- [The problem]
Locate the line that contains "Where can the drain". Copy it and every following line through the end of the records, exactly, and include nothing else.

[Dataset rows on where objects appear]

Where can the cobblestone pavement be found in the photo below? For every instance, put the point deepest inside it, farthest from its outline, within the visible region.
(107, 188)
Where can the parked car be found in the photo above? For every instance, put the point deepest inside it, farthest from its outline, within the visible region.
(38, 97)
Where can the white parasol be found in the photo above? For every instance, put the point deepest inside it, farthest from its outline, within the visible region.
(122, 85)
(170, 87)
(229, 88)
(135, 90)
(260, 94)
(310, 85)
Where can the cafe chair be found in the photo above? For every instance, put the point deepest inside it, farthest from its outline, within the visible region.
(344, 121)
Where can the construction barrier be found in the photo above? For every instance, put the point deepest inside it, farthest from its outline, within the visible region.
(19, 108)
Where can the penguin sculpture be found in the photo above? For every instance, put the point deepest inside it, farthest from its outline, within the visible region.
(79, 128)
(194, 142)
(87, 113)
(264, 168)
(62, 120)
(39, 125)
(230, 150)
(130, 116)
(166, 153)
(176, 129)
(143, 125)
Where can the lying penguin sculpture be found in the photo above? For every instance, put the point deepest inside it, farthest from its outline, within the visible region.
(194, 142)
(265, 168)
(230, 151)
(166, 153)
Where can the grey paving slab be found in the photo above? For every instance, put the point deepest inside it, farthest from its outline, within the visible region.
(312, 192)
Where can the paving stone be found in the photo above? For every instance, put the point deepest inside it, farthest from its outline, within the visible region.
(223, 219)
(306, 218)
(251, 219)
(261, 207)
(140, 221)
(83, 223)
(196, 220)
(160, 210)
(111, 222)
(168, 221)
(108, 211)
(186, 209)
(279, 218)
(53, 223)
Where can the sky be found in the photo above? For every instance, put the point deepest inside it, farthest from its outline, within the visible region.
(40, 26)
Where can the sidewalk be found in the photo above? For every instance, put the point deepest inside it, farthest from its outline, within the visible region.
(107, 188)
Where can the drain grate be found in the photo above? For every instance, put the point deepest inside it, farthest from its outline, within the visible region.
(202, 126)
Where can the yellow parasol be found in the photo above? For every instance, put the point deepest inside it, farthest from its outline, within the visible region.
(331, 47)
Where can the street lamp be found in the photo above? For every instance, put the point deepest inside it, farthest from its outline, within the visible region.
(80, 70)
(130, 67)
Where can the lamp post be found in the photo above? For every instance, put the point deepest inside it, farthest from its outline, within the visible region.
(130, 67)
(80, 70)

- [In response]
Where can the drain grate be found in the photo above? For every instance, put the point deepest inside it, farthest from its outline, within the visible region.
(202, 126)
Where can the yellow parasol be found in the photo above? For every instance, put the point deepest inside it, farthest from its outline, within the visible region.
(331, 47)
Where can the street lamp be found in the photo above? For every instance, put the point deepest inside it, farthest from its outline, within the visible region.
(80, 70)
(130, 67)
Where can the lamp post be found in the photo above? For every instance, put the point deepest inside it, farthest from its outline, within the visible region.
(130, 67)
(80, 70)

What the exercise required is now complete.